* [Exercise objective]: Give back the whole listing exactly, line by line.

* [Source records]:

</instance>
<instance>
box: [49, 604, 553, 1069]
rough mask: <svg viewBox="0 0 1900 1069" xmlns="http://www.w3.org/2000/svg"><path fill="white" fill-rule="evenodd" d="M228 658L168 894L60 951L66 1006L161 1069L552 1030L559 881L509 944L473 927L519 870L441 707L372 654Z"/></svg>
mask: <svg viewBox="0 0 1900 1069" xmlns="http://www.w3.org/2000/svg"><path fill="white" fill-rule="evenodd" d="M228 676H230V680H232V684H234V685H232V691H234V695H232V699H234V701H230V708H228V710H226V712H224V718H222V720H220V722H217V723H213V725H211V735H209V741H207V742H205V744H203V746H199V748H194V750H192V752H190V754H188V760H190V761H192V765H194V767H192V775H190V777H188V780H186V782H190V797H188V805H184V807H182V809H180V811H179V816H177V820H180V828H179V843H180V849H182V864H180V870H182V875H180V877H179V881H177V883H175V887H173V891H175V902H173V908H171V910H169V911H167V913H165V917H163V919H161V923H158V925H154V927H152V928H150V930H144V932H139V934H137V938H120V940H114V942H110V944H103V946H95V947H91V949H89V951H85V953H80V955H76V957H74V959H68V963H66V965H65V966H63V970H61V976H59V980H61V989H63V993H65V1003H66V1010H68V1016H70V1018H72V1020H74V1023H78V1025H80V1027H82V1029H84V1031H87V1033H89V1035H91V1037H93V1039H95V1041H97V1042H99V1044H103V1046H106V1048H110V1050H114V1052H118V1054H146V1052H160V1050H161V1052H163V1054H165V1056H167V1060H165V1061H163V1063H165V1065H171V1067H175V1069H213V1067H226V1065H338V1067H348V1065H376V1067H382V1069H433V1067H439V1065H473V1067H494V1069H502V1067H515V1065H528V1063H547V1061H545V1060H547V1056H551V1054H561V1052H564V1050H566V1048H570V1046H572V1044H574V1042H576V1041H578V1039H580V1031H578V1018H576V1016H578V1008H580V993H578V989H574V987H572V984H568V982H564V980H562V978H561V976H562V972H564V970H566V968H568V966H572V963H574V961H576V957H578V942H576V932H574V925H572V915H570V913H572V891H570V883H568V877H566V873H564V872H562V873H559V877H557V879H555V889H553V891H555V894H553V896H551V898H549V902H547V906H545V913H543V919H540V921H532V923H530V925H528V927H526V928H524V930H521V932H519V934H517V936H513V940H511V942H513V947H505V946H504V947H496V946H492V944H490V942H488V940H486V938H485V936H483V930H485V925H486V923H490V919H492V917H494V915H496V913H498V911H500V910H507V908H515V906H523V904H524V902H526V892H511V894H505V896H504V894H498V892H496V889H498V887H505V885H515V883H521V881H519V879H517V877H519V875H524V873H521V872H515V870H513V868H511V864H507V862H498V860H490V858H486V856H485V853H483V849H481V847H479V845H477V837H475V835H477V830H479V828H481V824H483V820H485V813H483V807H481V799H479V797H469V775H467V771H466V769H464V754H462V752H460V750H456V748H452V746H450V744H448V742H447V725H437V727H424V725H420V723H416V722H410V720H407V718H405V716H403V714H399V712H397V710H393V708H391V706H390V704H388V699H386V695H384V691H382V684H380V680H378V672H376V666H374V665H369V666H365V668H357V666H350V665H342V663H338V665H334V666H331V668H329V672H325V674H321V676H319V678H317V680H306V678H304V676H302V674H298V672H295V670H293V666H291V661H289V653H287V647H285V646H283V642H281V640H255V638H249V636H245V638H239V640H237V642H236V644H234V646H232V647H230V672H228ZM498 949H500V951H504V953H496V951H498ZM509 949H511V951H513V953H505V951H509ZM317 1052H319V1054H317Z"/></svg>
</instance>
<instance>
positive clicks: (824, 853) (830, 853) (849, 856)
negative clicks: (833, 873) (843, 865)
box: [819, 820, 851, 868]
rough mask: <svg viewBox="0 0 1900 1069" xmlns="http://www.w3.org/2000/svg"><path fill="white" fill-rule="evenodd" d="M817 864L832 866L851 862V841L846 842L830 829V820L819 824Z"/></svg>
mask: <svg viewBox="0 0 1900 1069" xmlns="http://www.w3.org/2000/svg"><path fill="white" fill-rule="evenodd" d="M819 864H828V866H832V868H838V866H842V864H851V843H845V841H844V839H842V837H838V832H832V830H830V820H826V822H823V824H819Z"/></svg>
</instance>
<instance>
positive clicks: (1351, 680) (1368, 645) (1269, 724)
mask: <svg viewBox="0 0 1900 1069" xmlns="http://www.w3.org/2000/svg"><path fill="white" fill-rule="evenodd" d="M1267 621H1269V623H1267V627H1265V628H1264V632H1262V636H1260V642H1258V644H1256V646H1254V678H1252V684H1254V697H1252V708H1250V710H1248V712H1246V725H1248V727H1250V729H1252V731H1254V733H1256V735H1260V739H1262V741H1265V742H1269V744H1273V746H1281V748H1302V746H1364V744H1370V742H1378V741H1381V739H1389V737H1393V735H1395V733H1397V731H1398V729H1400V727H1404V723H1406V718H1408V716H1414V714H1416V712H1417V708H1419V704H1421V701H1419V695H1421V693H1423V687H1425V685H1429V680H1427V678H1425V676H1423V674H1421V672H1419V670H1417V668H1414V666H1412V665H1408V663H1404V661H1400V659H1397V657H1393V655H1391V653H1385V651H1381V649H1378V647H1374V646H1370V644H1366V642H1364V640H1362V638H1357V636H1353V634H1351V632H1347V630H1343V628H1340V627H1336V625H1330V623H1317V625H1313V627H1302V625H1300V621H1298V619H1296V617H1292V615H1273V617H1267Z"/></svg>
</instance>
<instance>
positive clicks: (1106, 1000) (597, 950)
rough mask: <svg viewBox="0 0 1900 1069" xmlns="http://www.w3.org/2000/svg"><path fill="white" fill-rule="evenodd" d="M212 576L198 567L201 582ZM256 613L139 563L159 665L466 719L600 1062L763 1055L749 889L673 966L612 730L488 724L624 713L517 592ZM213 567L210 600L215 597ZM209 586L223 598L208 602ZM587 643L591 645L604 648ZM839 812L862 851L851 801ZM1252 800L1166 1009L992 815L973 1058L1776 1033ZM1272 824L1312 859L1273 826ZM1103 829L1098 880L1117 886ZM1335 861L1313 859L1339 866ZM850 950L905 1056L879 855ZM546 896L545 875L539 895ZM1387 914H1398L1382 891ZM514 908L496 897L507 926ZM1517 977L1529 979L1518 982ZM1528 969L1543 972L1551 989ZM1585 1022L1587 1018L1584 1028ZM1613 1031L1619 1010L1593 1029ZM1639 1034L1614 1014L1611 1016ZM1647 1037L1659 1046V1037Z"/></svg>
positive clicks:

* [Answer space]:
</instance>
<instance>
box: [49, 604, 553, 1069]
rough mask: <svg viewBox="0 0 1900 1069" xmlns="http://www.w3.org/2000/svg"><path fill="white" fill-rule="evenodd" d="M228 658L168 894L60 951L66 1006L161 1069L552 1030L559 881L509 944L473 927L519 870L441 707L372 654Z"/></svg>
mask: <svg viewBox="0 0 1900 1069" xmlns="http://www.w3.org/2000/svg"><path fill="white" fill-rule="evenodd" d="M228 676H230V680H232V684H234V685H232V691H234V695H232V699H234V701H230V708H228V710H226V712H224V718H222V720H220V722H217V723H213V725H211V735H209V741H207V742H205V744H203V746H199V748H194V750H192V752H190V754H188V760H190V761H192V765H194V767H192V775H190V777H188V780H186V782H190V797H188V805H184V807H182V809H180V811H179V816H177V820H180V828H179V843H180V849H182V864H180V870H182V875H180V877H179V881H177V883H175V887H173V891H175V902H173V908H171V910H169V911H167V913H165V917H163V919H161V923H158V925H154V927H152V928H150V930H144V932H139V934H137V938H120V940H114V942H110V944H103V946H95V947H91V949H89V951H85V953H80V955H76V957H74V959H68V963H66V965H65V966H63V970H61V976H59V980H61V989H63V993H65V1003H66V1010H68V1016H70V1018H72V1020H74V1023H78V1025H80V1027H82V1029H84V1031H87V1033H89V1035H91V1037H93V1039H95V1041H97V1042H99V1044H103V1046H106V1048H110V1050H114V1052H118V1054H146V1052H160V1050H161V1052H163V1054H165V1056H167V1060H165V1061H163V1063H165V1065H171V1067H175V1069H213V1067H226V1065H338V1067H348V1065H376V1067H382V1069H433V1067H439V1065H473V1067H494V1069H502V1067H515V1065H528V1063H547V1061H545V1060H547V1056H551V1054H561V1052H564V1050H566V1048H570V1046H572V1044H574V1042H576V1041H578V1039H580V1031H578V1018H576V1016H578V1008H580V993H578V989H574V987H572V984H568V982H564V980H562V978H561V976H562V972H564V970H566V968H568V966H572V963H574V961H576V957H578V942H576V932H574V925H572V915H570V913H572V891H570V883H568V877H566V873H564V872H562V873H559V877H557V879H555V889H553V891H555V894H553V896H551V898H549V902H547V906H545V913H543V919H540V921H532V923H530V925H528V927H526V928H524V930H521V932H519V934H517V936H513V940H511V942H513V947H505V946H504V947H496V946H492V944H490V942H488V940H486V938H485V936H483V930H485V925H486V923H490V919H492V917H494V915H496V913H498V911H500V910H507V908H515V906H523V904H524V902H526V892H511V894H505V896H504V894H498V892H496V889H498V887H505V885H515V883H521V881H519V879H517V877H519V875H524V873H521V872H515V870H513V868H511V864H507V862H498V860H490V858H486V856H485V853H483V849H481V847H479V845H477V837H475V835H477V830H479V828H481V824H483V820H485V813H483V807H481V799H479V797H469V775H467V771H466V769H464V754H462V752H460V750H456V748H452V746H450V744H448V742H447V725H437V727H424V725H420V723H416V722H410V720H407V718H405V716H403V714H399V712H397V710H393V708H391V706H390V704H388V699H386V695H384V691H382V684H380V680H378V672H376V666H374V665H369V666H365V668H357V666H350V665H342V663H338V665H334V666H331V668H329V672H325V674H321V676H319V678H317V680H306V678H304V676H302V674H298V672H295V670H293V666H291V661H289V653H287V647H285V646H283V642H281V640H255V638H249V636H245V638H239V640H237V642H236V644H234V646H232V647H230V672H228ZM498 949H500V951H504V953H496V951H498ZM509 949H511V951H513V953H505V951H509ZM317 1052H319V1054H317Z"/></svg>
</instance>
<instance>
positive clicks: (824, 853) (830, 853) (849, 856)
negative clicks: (833, 873) (843, 865)
box: [819, 820, 851, 868]
rough mask: <svg viewBox="0 0 1900 1069" xmlns="http://www.w3.org/2000/svg"><path fill="white" fill-rule="evenodd" d="M817 864L832 866L851 862V841L846 842L830 829V820L819 824Z"/></svg>
mask: <svg viewBox="0 0 1900 1069" xmlns="http://www.w3.org/2000/svg"><path fill="white" fill-rule="evenodd" d="M819 864H828V866H832V868H838V866H842V864H851V843H845V841H844V839H842V837H838V832H832V830H830V820H826V822H823V824H819Z"/></svg>
</instance>
<instance>
positive clicks: (1351, 680) (1368, 645) (1269, 724)
mask: <svg viewBox="0 0 1900 1069" xmlns="http://www.w3.org/2000/svg"><path fill="white" fill-rule="evenodd" d="M1267 621H1269V623H1267V627H1265V628H1264V632H1262V636H1260V642H1258V644H1256V646H1254V678H1252V684H1254V697H1252V708H1250V710H1248V712H1246V725H1248V727H1250V729H1252V731H1254V733H1256V735H1260V739H1262V741H1265V742H1269V744H1273V746H1281V748H1302V746H1364V744H1370V742H1378V741H1381V739H1389V737H1393V735H1395V733H1397V731H1398V729H1400V727H1404V723H1406V718H1408V716H1414V714H1416V712H1417V708H1419V704H1421V701H1419V695H1421V693H1423V687H1425V685H1429V680H1427V678H1425V676H1423V674H1421V672H1419V670H1417V668H1414V666H1412V665H1408V663H1404V661H1400V659H1397V657H1393V655H1391V653H1385V651H1381V649H1378V647H1374V646H1370V644H1366V642H1364V640H1362V638H1357V636H1353V634H1351V632H1347V630H1343V628H1340V627H1336V625H1330V623H1317V625H1313V627H1302V625H1300V621H1298V619H1296V617H1292V615H1273V617H1267Z"/></svg>
</instance>
<instance>
positive clicks: (1106, 1000) (597, 950)
rough mask: <svg viewBox="0 0 1900 1069" xmlns="http://www.w3.org/2000/svg"><path fill="white" fill-rule="evenodd" d="M212 576L198 567L201 582ZM256 613L139 563L159 665L466 719L600 1062L763 1055L749 889L673 966L612 730L488 724L624 713L517 592ZM213 567L210 600L215 597ZM209 586L223 598L208 602ZM587 643L591 645L604 648ZM839 812L862 851L851 801ZM1252 800L1166 1009L992 815L973 1058L1776 1033ZM1272 824L1312 859L1273 826ZM1103 829L1098 880L1117 886ZM1335 861L1313 859L1339 866ZM850 950L905 1056L879 855ZM546 896L545 875L539 895ZM1387 914H1398L1382 891ZM514 908L496 897L507 926ZM1517 977L1529 979L1518 982ZM1528 969L1543 972L1551 989ZM1585 1022L1587 1018L1584 1028ZM1613 1031L1619 1010L1593 1029ZM1639 1034L1614 1014L1611 1016ZM1647 1037L1659 1046V1037Z"/></svg>
positive clicks:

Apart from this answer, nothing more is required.